-- INSTRUCTION --
Reproduce the data below verbatim, line for line, and leave out the pictures.

-- MATERIAL --

BEGIN

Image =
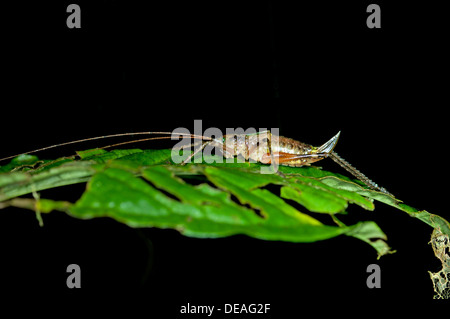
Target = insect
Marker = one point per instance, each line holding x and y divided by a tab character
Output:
263	147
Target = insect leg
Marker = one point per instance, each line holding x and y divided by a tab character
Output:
286	158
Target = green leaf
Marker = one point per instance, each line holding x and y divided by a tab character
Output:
144	188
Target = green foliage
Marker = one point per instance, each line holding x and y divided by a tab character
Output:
146	189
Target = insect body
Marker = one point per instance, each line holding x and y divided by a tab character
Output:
267	148
263	147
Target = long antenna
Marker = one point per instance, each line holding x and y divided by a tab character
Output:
110	136
352	170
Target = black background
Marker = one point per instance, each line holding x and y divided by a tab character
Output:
310	69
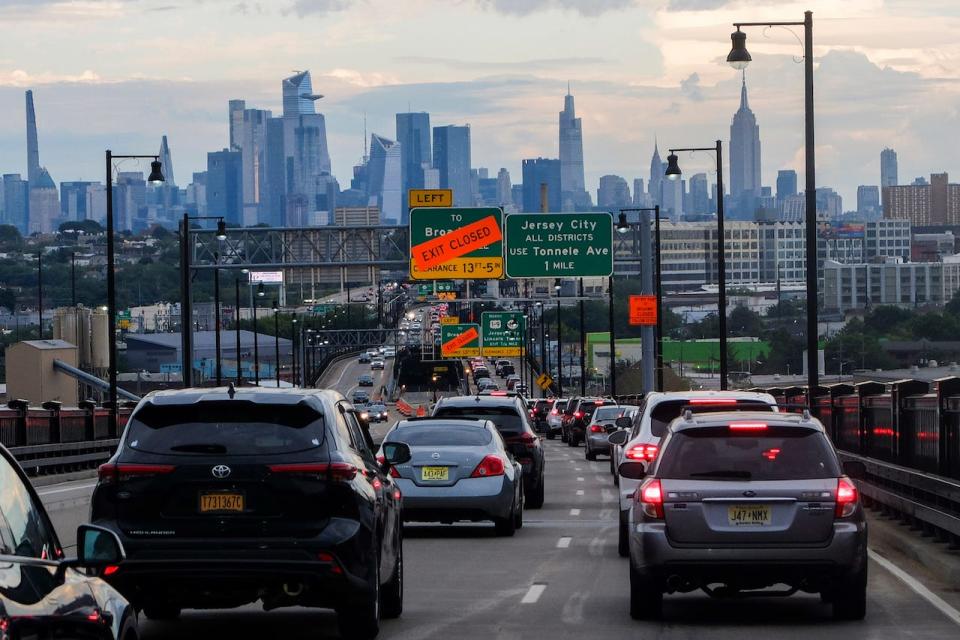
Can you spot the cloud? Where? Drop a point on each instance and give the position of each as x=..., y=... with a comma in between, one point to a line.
x=583, y=7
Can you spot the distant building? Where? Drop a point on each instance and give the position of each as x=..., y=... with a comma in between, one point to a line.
x=536, y=172
x=613, y=192
x=451, y=157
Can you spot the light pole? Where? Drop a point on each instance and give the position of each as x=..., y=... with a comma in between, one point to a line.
x=739, y=58
x=155, y=177
x=673, y=173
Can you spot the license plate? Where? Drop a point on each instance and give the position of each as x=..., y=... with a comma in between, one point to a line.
x=221, y=503
x=435, y=473
x=748, y=515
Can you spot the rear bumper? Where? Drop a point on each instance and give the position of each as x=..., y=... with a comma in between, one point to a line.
x=653, y=553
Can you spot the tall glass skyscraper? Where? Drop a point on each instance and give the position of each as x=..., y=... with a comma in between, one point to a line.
x=451, y=157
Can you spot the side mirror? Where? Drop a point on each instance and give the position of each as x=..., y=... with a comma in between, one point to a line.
x=855, y=469
x=98, y=547
x=618, y=438
x=633, y=470
x=395, y=453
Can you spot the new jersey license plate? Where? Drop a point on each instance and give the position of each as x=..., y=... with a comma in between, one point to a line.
x=756, y=515
x=435, y=473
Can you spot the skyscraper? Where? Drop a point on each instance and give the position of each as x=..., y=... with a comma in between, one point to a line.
x=384, y=171
x=33, y=148
x=451, y=157
x=536, y=172
x=573, y=192
x=413, y=134
x=744, y=158
x=888, y=172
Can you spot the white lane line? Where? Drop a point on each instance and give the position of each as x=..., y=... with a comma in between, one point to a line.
x=78, y=487
x=533, y=594
x=916, y=586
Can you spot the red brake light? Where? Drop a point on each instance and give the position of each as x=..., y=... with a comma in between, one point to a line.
x=846, y=498
x=646, y=452
x=337, y=471
x=490, y=466
x=748, y=426
x=651, y=497
x=119, y=472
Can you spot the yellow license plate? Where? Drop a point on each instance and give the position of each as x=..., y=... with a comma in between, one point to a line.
x=435, y=473
x=221, y=502
x=749, y=515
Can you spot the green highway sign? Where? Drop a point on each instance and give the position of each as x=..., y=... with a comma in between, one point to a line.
x=551, y=245
x=501, y=334
x=457, y=243
x=460, y=340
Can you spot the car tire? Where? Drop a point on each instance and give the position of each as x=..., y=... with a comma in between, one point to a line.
x=161, y=611
x=646, y=598
x=362, y=621
x=623, y=535
x=391, y=594
x=849, y=597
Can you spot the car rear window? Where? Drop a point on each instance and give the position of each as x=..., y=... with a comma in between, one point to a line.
x=505, y=418
x=441, y=435
x=787, y=453
x=666, y=412
x=231, y=427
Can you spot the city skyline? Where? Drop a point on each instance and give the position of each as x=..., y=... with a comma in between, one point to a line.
x=626, y=96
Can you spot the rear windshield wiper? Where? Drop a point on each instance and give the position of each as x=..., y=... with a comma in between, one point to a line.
x=723, y=474
x=199, y=447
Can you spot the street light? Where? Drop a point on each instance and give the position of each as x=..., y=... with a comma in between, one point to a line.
x=739, y=58
x=156, y=177
x=673, y=173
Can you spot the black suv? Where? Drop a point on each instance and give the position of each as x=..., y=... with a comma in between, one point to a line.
x=42, y=595
x=509, y=414
x=222, y=497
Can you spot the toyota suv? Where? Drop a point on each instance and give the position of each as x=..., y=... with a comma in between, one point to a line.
x=738, y=502
x=222, y=497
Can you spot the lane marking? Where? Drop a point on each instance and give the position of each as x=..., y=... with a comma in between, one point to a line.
x=533, y=594
x=65, y=489
x=916, y=586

END

-- SOLVED PROBLEM --
Image =
Target = insect
Marker = one point per instance, each line holding x and y divided by a tab character
Output:
263	147
Target = insect leg
Marker = one point per instance, each line holding x and y divided by a tab character
Output:
286	158
Target = green leaf
Marker = one point per instance, each line holding x and y divided by a tab character
Output:
144	188
Target = green foliage
Marker = one point per instance, each line holding x and y divided by a tab character
Output:
146	189
Target = insect body
Marker = one point per instance, each line holding x and y divided by a tab character
Output:
267	148
263	147
Target = long antenna
Marker = one point per instance, each line holding x and y divided by a tab character
Output:
110	136
352	170
Target = black background
Marker = one point per instance, each line holding x and y divided by a tab character
Output:
310	69
Can you spot the cloud? Where? Drop a point on each instance and give the position of each as x=..., y=... with a comma in between, one point to a line.
x=583, y=7
Can you spot the distant building? Where? Drop a point on each instance and give the position of each as x=..., y=... with a comma in between, one point to a line.
x=536, y=172
x=613, y=192
x=451, y=157
Can you spot the light pole? Where? Drop a point on each instance and give the position of each as x=..., y=... with a comma in between, one point to a line.
x=739, y=58
x=155, y=177
x=673, y=173
Can you spot the license plate? Where? Drop a point on each instance and give the position of each as x=..., y=... with a comma in between, one point to a line.
x=221, y=503
x=435, y=473
x=748, y=515
Can you spot the rear bumper? Where? Drop a point on each instance and give the position of each as x=..., y=... with a comma in between, one point to a line.
x=653, y=553
Can you spot the tall glass skyscraper? Where? Drop a point on each instance and give the position of each as x=..., y=... with a comma in between, one point to a line.
x=451, y=157
Can you spot the side mirror? Where? Drop a point on each instance and give the position of each as x=..., y=... with a comma in between, one point to a line.
x=855, y=469
x=98, y=547
x=618, y=438
x=633, y=470
x=395, y=453
Can you spot the new jersey license plate? Where? Drop a point on each instance and give the position of each as x=..., y=... with a comma in between, one point to a line.
x=756, y=515
x=435, y=473
Can you spot the skyscraper? Where? Drop a point on each instance and give the position of each as x=..., y=... with a comma in between, one point to a line.
x=384, y=171
x=33, y=148
x=451, y=157
x=536, y=172
x=573, y=192
x=413, y=134
x=744, y=158
x=888, y=172
Can you spot the white lane line? Where? Drop a point on each instance and give the position of each as x=..., y=... with a comma in between, one point to a line.
x=78, y=487
x=533, y=594
x=916, y=586
Can you spot the red brake light? Where? Drop a point on each instance and give the position of each as x=..., y=... with a comma in between, one point to a line.
x=846, y=498
x=646, y=452
x=337, y=471
x=490, y=466
x=748, y=426
x=651, y=497
x=119, y=472
Can you spot the yellow license plate? Where? Drop a point on each instance and give the position of each as x=..., y=... with a comma in between, one point to a line.
x=435, y=473
x=221, y=502
x=749, y=515
Can you spot the green highway sign? Where? Drop a point on each instance and give the position of each as x=..., y=... with a comma in between, one point to a line.
x=551, y=245
x=501, y=334
x=457, y=243
x=460, y=340
Can you spot the car tire? Where? Drop a point on each instance and give the position of each as x=..., y=... with a comma in between, one point to a line.
x=161, y=611
x=646, y=598
x=362, y=621
x=623, y=535
x=391, y=594
x=849, y=597
Can you spot the car rear window? Where? Drop a point on each instance and give the position of each as x=..., y=... with a comma in between, one point to a line.
x=505, y=418
x=441, y=435
x=787, y=453
x=666, y=412
x=231, y=427
Can you spot the city skyline? Where? Drop a point on each instance and give the position of each as x=..., y=... with a comma in between, one point to a line.
x=626, y=96
Can you spot the rear windshield wiper? Where? Drop a point on each instance and give the position of each as x=..., y=... with a comma in between, one point to a line.
x=723, y=474
x=199, y=447
Can you spot the street light? Where? Drop a point on each instance and give the position of each as x=..., y=... with a comma in between, one point to a line.
x=739, y=58
x=156, y=177
x=673, y=173
Can you spot the black suv? Where? Drop a point on each instance and give the position of each as x=..., y=... with a comma in between, one point to a line.
x=42, y=595
x=509, y=414
x=222, y=497
Can you spot the toyota suv? Where? Drop a point on each instance and give the position of each as x=..., y=... with a comma in between, one point to a line.
x=738, y=502
x=222, y=497
Can you spot the lane marking? Where? Drop a point on each instance and give the position of each as x=..., y=... with a comma in between, one point to a line.
x=533, y=594
x=65, y=489
x=916, y=586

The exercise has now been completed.